September 6, 2013 | CUNY School of Law
Professor Julie Goldscheid has edited a new book on gender and equality in the law. Gender and Equality Law was published by Ashgate earlier this year and is part of the series, the Library of Essays on Equality and Anti-Discrimination Law.
Professor Goldscheid writes and speaks widely about gender equality, with a particular focus on gender-based violence and economic equality. She has served in various positions in US-based nongovernmental organizations in which she has directed litigation, legislation, and policy-based initiatives to advance gender equality. She has served on the board of directors of the Stonewall Community Foundation and other NGOs and has been active in various bar association committees and task forces.
Here, she discusses her new book and some of the current issues in gender and equality law.
Could you give us a sense of the scope of the book?
The book is part of a multi-volume set that presents both classic and cutting-edge perspectives on the question, what is discrimination in the twenty-first century. It complements other volumes in the set that focus respectively on age, disability, race, religion, and sexuality.
As its title states, this volume focuses on gender and equality law. The selection of articles illustrates how dominant theoretical approaches in this field have evolved. It traces how those approaches have influenced core issues, such as the meaning of gender, family formation and roles, equality in the workplace, reproductive rights, and violence. The selections are international in their range. They include recent works that summarize foundational debates as well as less well-known articles and essays that capture defining issues. The articles are framed by a substantive introduction that places the selections in their historical and theoretical context.

**What to do**:
1. Using the article on the book Gender and Equality Law, answer these:
(a) Which publisher released the book?
(b) Which foundation's board of directors has Professor Goldscheid served on?
(c) What do the other volumes in the set focus on?
2. Decide whether each statement agrees with the article on the book Gender and Equality Law. Answer yes or no, and quote the words from the article that settle it.
(a) The book was published in the year before the article appeared.
(b) The selections in the book are drawn only from the United States.
(c) An introduction puts the selections in historical and theoretical context.
The data after this point come from a different source than the article.

**Information**:
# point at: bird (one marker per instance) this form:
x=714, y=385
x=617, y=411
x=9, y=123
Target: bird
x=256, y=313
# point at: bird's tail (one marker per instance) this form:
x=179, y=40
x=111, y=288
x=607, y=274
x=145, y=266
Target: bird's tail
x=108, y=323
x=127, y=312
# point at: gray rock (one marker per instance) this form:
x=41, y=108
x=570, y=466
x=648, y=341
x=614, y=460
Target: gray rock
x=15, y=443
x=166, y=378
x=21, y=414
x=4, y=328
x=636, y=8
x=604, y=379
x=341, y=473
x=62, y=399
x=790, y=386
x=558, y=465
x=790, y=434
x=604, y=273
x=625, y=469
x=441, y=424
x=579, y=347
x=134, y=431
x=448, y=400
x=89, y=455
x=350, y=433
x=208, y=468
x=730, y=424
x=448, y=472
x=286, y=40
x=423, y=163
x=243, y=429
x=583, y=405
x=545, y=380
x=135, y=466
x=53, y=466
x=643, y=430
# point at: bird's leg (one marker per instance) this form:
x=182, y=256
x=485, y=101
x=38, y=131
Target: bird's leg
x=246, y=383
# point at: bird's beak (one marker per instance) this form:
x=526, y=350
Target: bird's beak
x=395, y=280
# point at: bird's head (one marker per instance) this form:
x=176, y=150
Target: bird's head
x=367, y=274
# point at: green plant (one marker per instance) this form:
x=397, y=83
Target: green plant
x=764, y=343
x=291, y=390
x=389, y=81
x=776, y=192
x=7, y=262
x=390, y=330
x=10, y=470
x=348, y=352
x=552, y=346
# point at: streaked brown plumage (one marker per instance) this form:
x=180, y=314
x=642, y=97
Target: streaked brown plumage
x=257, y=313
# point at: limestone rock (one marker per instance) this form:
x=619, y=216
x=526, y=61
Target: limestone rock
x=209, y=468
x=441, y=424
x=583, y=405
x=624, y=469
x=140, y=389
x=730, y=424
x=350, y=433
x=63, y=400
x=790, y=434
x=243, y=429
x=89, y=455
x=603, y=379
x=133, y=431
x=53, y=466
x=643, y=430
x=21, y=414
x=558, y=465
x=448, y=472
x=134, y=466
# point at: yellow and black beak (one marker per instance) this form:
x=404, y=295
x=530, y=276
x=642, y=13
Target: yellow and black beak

**Problem solutions**:
1.
(a) Ashgate
(b) The Stonewall Community Foundation
(c) Age, disability, race, religion, and sexuality

2.
(a) No: "was published by Ashgate earlier this year"
(b) No: "The selections are international in their range."
(c) Yes: "The articles are framed by a substantive introduction that places the selections in their historical and theoretical context."